• _Условие задания_
Подсчитайте, в скольких строках материала встречается слово «each» с учетом регистра. В ответе укажите только число.

####

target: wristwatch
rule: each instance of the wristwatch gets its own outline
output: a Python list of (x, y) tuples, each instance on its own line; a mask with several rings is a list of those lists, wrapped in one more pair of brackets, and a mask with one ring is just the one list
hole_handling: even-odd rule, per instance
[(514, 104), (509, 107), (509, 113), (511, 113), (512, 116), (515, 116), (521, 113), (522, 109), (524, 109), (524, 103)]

####

• _Ответ_
2